STATED EXERCISE A >>
In the decision tree page below, what is the default sort order for the nodes?

READING PASSAGE >>
►

Generate Decision Tree
Clicking Create Decision Tree after you have configured the settings on the Decision Tree screen navigates you to the generated model screen.
All the available network Views are shown in a series of tabs on the left panel. The following actions are available at the top right:
-
Conditional Formatting (applies only to Tree and Paths views): The options that can be configured are displayed under the Threshold heading. Click the relevant box under the Colour heading and either type the hex code or use the pop-up colour picker.
Click New Threshold to add a new condition and use the percentage slider to specify its range. To delete a threshold, click the x icon next to the relevant colour.
Click Apply to save changes and close the window.
Click New Threshold to create an entry, then use the slider to select a desired percentage. Then choose a colour either by typing in the hex code or using the pop-up colour selector. When all thresholds are set, click Apply to save the changes.
- New Decision Tree: Restarts the generation procecss
Display Options
The nodes used to build the decision tree are displayed under the Nodes heading on the left panel on the Tree and Paths views. The following options are available:
- Sort: Changes the sorting of the nodes as follows:
- Name A-Z (default)
- Name Z-A
- Largest Percentage
- Smallest Percentage
- Percentage: Changes the percentage type for each node.
- Show Percentage of Parent Node:Displays the percentage of the records in the data that match the outcomes of the node and all the nodes above it in the tree.
- Show Percentage of Total: Displays the percentage of a total for the node divided by the percentage of total for the node’s immediate parent.
-
Colour Nodes: Allows you to colour the background of any nodes selected in the drop-down list. Click Apply to close the pop-up window and view your colour selections.

◄

(Object pointing dataset rows)
►

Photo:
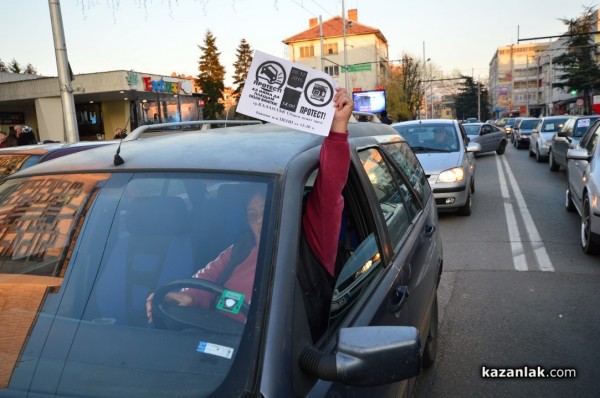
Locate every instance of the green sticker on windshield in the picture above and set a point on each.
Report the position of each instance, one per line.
(231, 301)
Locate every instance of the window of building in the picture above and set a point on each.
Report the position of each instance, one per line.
(307, 51)
(330, 48)
(332, 70)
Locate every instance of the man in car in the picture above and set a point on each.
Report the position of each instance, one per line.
(321, 223)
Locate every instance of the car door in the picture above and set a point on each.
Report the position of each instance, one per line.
(578, 170)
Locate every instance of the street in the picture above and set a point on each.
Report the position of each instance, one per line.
(517, 291)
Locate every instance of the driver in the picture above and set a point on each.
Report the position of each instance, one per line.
(321, 224)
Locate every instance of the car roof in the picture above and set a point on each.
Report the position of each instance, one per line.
(242, 148)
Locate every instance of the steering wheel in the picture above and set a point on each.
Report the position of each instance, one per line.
(169, 315)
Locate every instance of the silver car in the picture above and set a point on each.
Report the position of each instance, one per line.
(541, 136)
(583, 187)
(443, 148)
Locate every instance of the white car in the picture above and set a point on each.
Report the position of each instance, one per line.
(449, 164)
(541, 136)
(583, 187)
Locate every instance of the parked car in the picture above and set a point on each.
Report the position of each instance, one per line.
(522, 130)
(13, 159)
(583, 187)
(490, 137)
(87, 238)
(449, 165)
(567, 138)
(541, 136)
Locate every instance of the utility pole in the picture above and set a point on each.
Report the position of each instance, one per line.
(64, 73)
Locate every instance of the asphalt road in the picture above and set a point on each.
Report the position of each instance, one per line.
(517, 291)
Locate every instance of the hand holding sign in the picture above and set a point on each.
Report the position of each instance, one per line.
(289, 94)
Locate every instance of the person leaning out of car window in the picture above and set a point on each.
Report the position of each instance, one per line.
(321, 223)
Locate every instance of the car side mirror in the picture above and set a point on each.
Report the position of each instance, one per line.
(367, 356)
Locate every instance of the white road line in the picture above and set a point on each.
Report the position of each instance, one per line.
(539, 249)
(519, 260)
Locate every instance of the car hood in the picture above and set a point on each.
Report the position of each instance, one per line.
(436, 162)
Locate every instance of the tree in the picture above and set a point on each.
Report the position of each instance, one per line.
(211, 78)
(403, 90)
(577, 67)
(30, 70)
(241, 67)
(472, 97)
(14, 67)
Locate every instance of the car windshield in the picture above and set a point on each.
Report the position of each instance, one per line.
(80, 255)
(429, 137)
(472, 129)
(582, 125)
(527, 124)
(553, 125)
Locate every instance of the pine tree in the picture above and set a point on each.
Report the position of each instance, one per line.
(211, 78)
(241, 67)
(30, 70)
(580, 71)
(14, 66)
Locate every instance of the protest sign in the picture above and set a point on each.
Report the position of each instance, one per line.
(288, 94)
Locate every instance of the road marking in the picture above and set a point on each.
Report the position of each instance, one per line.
(539, 249)
(516, 247)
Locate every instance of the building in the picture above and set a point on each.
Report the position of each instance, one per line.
(322, 45)
(103, 101)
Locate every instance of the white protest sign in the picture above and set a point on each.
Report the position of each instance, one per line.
(288, 94)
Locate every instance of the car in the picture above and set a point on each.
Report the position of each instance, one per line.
(13, 159)
(450, 168)
(87, 237)
(567, 138)
(522, 130)
(361, 116)
(541, 136)
(490, 137)
(583, 187)
(507, 124)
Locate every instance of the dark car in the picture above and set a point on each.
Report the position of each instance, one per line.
(567, 138)
(86, 238)
(490, 137)
(522, 130)
(15, 158)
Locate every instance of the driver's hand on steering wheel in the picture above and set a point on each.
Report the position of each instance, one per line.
(181, 298)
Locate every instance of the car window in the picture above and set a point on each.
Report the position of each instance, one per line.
(582, 125)
(395, 201)
(88, 249)
(406, 160)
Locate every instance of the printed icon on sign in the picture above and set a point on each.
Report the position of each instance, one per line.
(271, 72)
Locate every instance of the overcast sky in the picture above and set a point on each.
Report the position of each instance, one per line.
(162, 36)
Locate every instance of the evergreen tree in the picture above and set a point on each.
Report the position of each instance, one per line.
(241, 67)
(211, 78)
(580, 71)
(14, 66)
(30, 70)
(472, 97)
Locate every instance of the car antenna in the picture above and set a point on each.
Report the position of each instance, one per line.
(118, 159)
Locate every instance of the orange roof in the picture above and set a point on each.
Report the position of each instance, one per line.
(334, 28)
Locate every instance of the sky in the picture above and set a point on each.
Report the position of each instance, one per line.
(162, 36)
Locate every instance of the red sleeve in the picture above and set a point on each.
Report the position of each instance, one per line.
(323, 215)
(211, 272)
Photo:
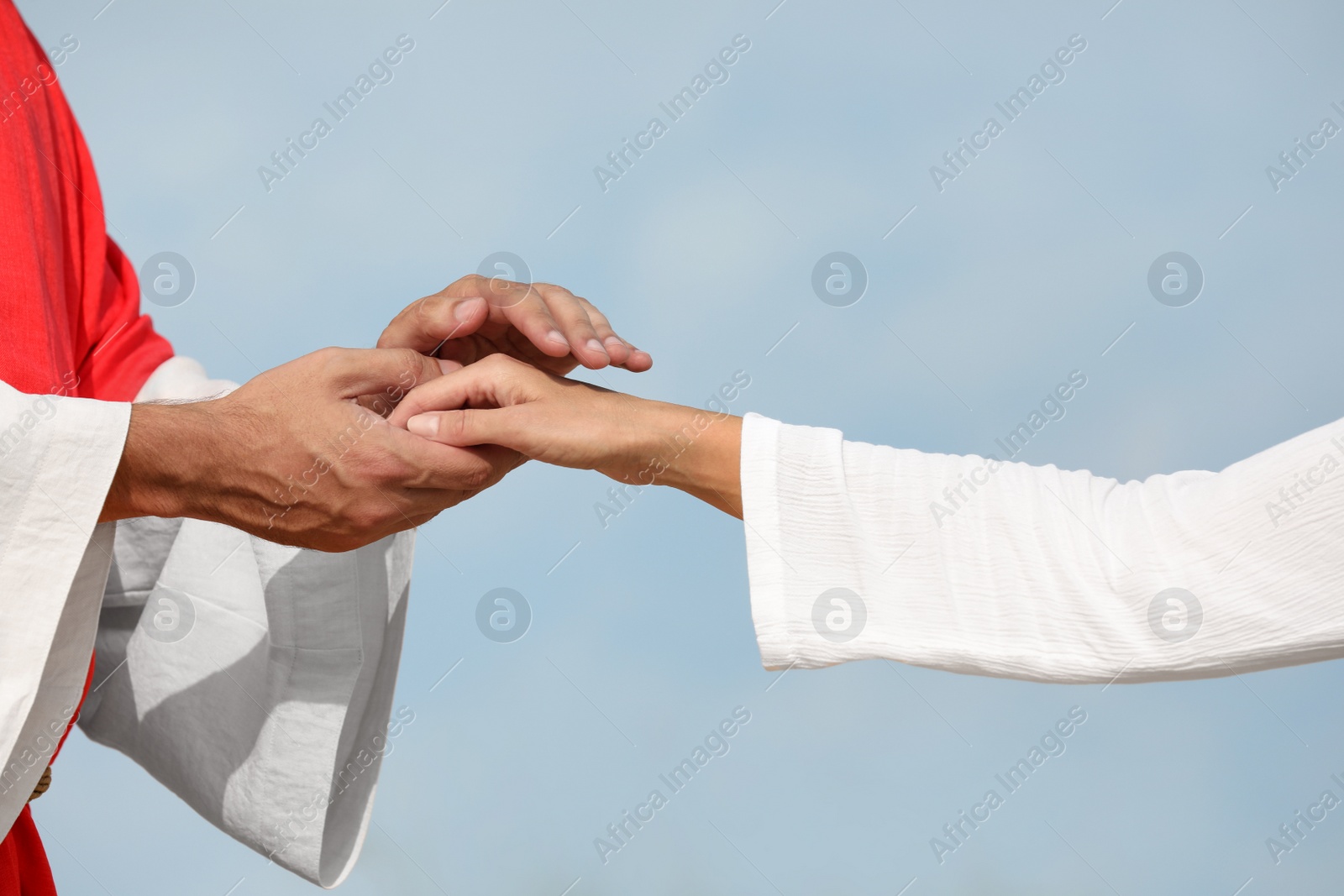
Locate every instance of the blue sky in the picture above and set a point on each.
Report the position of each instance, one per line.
(1028, 265)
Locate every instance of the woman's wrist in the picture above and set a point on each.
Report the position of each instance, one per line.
(689, 449)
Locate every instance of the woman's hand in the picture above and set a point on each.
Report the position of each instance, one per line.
(549, 418)
(544, 325)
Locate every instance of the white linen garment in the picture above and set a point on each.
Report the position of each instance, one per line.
(963, 563)
(253, 680)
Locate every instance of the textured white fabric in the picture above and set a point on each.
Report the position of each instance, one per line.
(1038, 573)
(253, 680)
(57, 461)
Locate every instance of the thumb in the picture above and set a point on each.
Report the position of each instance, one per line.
(432, 322)
(363, 371)
(470, 427)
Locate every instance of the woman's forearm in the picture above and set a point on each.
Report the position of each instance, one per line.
(689, 449)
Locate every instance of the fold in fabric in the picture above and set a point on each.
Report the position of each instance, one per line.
(250, 679)
(976, 566)
(57, 461)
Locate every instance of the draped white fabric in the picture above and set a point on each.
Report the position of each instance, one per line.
(859, 551)
(253, 680)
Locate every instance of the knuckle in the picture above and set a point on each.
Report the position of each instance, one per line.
(477, 476)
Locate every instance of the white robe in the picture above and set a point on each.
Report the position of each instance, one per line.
(857, 551)
(253, 680)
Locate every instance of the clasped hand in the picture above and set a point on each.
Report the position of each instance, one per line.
(304, 454)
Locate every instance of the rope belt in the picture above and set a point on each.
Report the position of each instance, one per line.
(44, 783)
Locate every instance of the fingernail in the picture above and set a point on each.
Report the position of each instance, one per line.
(465, 311)
(423, 425)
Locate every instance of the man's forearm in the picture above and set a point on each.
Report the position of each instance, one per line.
(155, 477)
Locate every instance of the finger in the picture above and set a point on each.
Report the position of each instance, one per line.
(522, 305)
(622, 354)
(615, 345)
(428, 322)
(393, 371)
(450, 468)
(470, 385)
(570, 313)
(470, 426)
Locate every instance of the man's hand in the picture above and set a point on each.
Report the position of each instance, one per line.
(558, 421)
(295, 458)
(544, 325)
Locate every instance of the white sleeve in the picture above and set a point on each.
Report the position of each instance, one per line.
(57, 461)
(253, 680)
(963, 563)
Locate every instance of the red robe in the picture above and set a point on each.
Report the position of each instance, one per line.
(71, 317)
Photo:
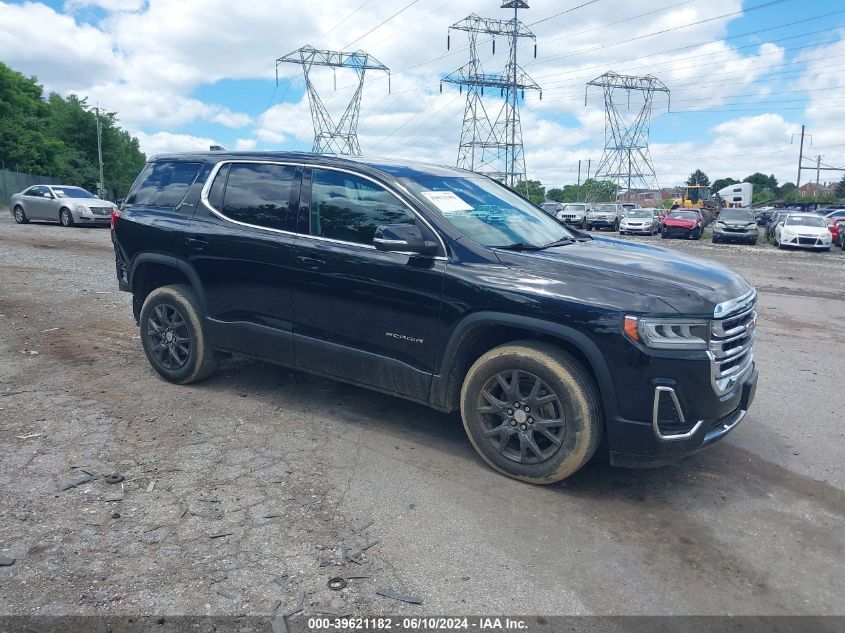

◄

STATED EXERCISE B >>
How many lines of the listing above contain the word "windshield"? Count them and give only the number.

FINISHED ANSWER A >>
Name A-Z

FINISHED ANSWER B >>
2